# [ESERCIZIO SCRITTO 1]
In quante sale si sviluppa l'esposizione descritta nel brano sulla mostra di Raffaello?

───── BRANO SCELTO ─────

“ILLE. HIC. EST. RAPHAEL. TIMVIT. QVO. SOSPITE. VINCI RERVM MAGNA PARENS ET MORIENTE MORI” (“Qui sta quel Raffaello, mentre era vivo il quale, la Natura temette di essere vinta e, mentre moriva, di morire con lui”).

Il celebre epitaffio posto sulla tomba dell’artista nel Pantheon di Roma, ben esplica il ruolo che Raffaello ha ricoperto nell’arte. Proprio con la riproduzione del monumento funebre si apre la mostra Raffaello 1520-1483, a cura di Marzia Faietti e Matteo Lafranconi con il contributo di Vincenzo Farinella e Francesco Paolo Di Teodoro.

L’esposizione è stata realizzata nell’anno di Raffaello, in occasione del cinquecentenario dalla sua morte, avvenuta nella notte tra il 6 e il 7 aprile 1520 ed è stata organizzata dalle Scuderie del Quirinale con le Gallerie degli Uffizi, in collaborazione con Galleria Borghese, Musei Vaticani e Parco Archeologico del Colosseo.

Per effetto del DPCM dell’8 marzo 2020 le Scuderie del Quirinale sono chiuse al pubblico fino a nuove disposizioni governative.

L’esposizione è visitabile virtualmente al seguente link, dove sono inoltre disponibili ulteriori approfondimenti.

Sviluppandosi in 10 sale, la mostra presenta a ritroso il percorso artistico di Raffaello, con uno sguardo attento alle sue molteplici sfaccettature.

─────

# [ESERCIZIO SCRITTO 2]
Raccogli tutte le righe dei record in cui compare la parola "hose". Considera distinte le maiuscole e le minuscole.

───── RECORD DISPONIBILI ─────

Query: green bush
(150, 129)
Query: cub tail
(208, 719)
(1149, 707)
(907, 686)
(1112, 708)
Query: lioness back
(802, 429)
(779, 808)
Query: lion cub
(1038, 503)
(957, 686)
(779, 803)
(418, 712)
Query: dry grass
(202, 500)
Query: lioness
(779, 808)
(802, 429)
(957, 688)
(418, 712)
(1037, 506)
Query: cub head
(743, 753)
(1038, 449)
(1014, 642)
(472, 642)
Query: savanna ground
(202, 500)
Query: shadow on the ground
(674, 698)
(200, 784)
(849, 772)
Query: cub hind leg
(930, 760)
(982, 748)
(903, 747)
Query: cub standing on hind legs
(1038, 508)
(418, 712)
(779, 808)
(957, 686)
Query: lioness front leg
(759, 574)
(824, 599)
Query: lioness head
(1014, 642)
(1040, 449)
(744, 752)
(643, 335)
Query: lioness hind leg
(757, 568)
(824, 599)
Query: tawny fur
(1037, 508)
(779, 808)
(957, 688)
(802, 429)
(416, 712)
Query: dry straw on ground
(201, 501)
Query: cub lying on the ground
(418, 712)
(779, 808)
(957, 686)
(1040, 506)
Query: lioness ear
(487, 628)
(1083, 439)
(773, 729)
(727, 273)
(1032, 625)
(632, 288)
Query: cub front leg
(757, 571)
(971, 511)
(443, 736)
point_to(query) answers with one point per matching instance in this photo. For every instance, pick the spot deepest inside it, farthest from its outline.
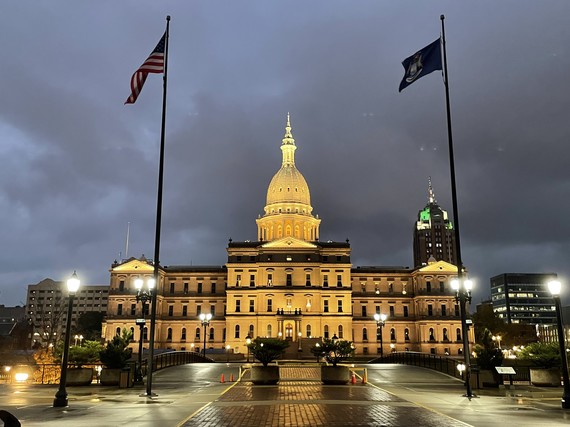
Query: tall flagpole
(463, 296)
(150, 361)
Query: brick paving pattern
(292, 404)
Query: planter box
(335, 375)
(79, 376)
(264, 375)
(110, 376)
(545, 377)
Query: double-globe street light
(462, 287)
(144, 295)
(205, 319)
(554, 287)
(380, 321)
(60, 400)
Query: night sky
(78, 165)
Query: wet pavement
(192, 395)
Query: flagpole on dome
(460, 269)
(156, 260)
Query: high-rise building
(46, 308)
(523, 298)
(434, 236)
(292, 285)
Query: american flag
(153, 64)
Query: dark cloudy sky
(78, 165)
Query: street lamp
(247, 343)
(144, 295)
(205, 319)
(462, 288)
(61, 395)
(380, 321)
(554, 287)
(498, 339)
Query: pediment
(289, 242)
(439, 267)
(134, 264)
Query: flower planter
(335, 375)
(264, 375)
(110, 376)
(545, 377)
(79, 376)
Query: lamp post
(380, 321)
(144, 295)
(61, 395)
(462, 288)
(247, 343)
(554, 286)
(205, 319)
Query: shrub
(117, 352)
(266, 350)
(334, 351)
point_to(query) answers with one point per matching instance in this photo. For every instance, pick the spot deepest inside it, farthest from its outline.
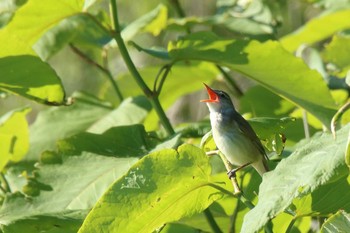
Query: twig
(101, 68)
(230, 81)
(210, 219)
(136, 75)
(5, 183)
(337, 116)
(166, 69)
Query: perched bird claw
(232, 174)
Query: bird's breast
(231, 141)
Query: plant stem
(290, 226)
(230, 81)
(5, 183)
(210, 219)
(132, 69)
(101, 68)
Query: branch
(136, 75)
(101, 68)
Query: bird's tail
(261, 166)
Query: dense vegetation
(127, 153)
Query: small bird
(233, 135)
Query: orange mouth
(213, 97)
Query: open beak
(213, 97)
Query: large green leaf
(14, 136)
(76, 184)
(162, 187)
(130, 111)
(322, 200)
(338, 52)
(153, 22)
(80, 28)
(315, 162)
(60, 122)
(339, 222)
(29, 77)
(267, 63)
(31, 21)
(317, 29)
(181, 80)
(105, 144)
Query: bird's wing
(247, 130)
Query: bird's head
(219, 101)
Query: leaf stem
(100, 67)
(290, 226)
(230, 81)
(5, 183)
(210, 219)
(132, 69)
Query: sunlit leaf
(70, 186)
(338, 52)
(62, 122)
(317, 29)
(32, 78)
(316, 161)
(14, 136)
(80, 28)
(153, 22)
(339, 222)
(162, 187)
(139, 107)
(265, 63)
(30, 23)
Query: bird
(233, 135)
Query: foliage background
(85, 144)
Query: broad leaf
(176, 85)
(339, 222)
(265, 63)
(139, 107)
(31, 21)
(14, 136)
(317, 29)
(153, 22)
(162, 187)
(32, 78)
(316, 161)
(60, 122)
(80, 28)
(113, 142)
(338, 52)
(76, 184)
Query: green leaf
(74, 185)
(7, 10)
(162, 187)
(67, 221)
(338, 52)
(158, 52)
(265, 63)
(317, 29)
(14, 136)
(139, 107)
(153, 22)
(316, 161)
(173, 88)
(105, 144)
(80, 28)
(62, 122)
(29, 77)
(321, 202)
(339, 222)
(31, 21)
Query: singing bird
(233, 135)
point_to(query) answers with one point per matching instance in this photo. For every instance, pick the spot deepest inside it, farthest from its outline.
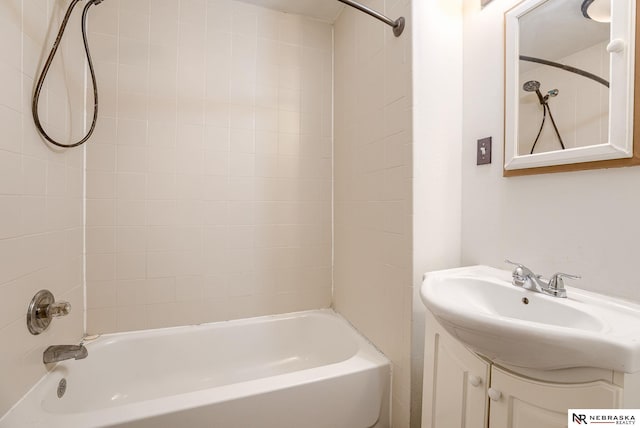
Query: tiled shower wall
(373, 186)
(41, 239)
(209, 180)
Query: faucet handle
(519, 274)
(556, 283)
(58, 309)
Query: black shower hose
(545, 108)
(47, 65)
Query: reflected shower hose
(534, 86)
(47, 65)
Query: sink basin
(481, 308)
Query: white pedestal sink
(480, 307)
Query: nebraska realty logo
(581, 417)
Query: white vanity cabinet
(463, 389)
(455, 382)
(525, 403)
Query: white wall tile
(189, 158)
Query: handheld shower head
(531, 86)
(534, 86)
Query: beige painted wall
(437, 147)
(373, 199)
(578, 222)
(209, 180)
(40, 193)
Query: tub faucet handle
(58, 309)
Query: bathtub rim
(366, 358)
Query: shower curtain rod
(398, 24)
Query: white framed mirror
(569, 82)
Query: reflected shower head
(531, 86)
(534, 86)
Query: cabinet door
(525, 403)
(455, 382)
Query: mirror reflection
(564, 73)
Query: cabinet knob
(475, 380)
(494, 394)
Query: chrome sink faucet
(56, 353)
(525, 278)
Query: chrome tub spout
(56, 353)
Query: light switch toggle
(484, 151)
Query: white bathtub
(303, 370)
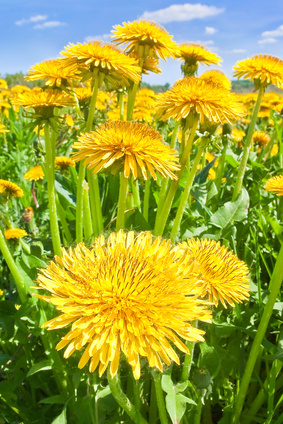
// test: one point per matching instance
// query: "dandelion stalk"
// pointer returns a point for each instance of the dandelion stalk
(120, 223)
(50, 176)
(241, 173)
(122, 400)
(18, 278)
(274, 287)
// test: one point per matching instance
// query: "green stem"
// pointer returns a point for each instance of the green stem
(19, 281)
(275, 284)
(160, 397)
(241, 173)
(146, 199)
(122, 400)
(186, 193)
(122, 202)
(88, 230)
(50, 177)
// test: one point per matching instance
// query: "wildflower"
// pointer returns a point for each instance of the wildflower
(261, 138)
(218, 273)
(9, 189)
(14, 233)
(34, 174)
(262, 68)
(63, 163)
(275, 184)
(125, 294)
(145, 39)
(193, 95)
(135, 148)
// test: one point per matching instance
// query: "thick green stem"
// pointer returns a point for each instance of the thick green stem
(146, 199)
(275, 284)
(241, 173)
(122, 202)
(50, 176)
(160, 397)
(19, 281)
(122, 400)
(186, 193)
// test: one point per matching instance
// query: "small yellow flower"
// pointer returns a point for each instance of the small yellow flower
(129, 146)
(9, 189)
(34, 174)
(14, 233)
(275, 185)
(125, 294)
(218, 273)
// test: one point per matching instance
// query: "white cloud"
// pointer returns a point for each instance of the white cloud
(271, 34)
(49, 24)
(102, 37)
(267, 40)
(181, 13)
(210, 30)
(36, 18)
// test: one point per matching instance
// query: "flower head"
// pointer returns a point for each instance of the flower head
(261, 137)
(125, 294)
(34, 174)
(96, 59)
(146, 39)
(14, 233)
(63, 163)
(53, 72)
(218, 273)
(275, 184)
(9, 189)
(135, 148)
(196, 95)
(263, 68)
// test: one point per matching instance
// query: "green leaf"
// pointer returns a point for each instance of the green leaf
(40, 366)
(232, 211)
(175, 401)
(61, 419)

─────

# [RISPOSTA 1]
In 10 sale.

# [RISPOSTA 2]
Query: black shower hose
Query: reflected shower hose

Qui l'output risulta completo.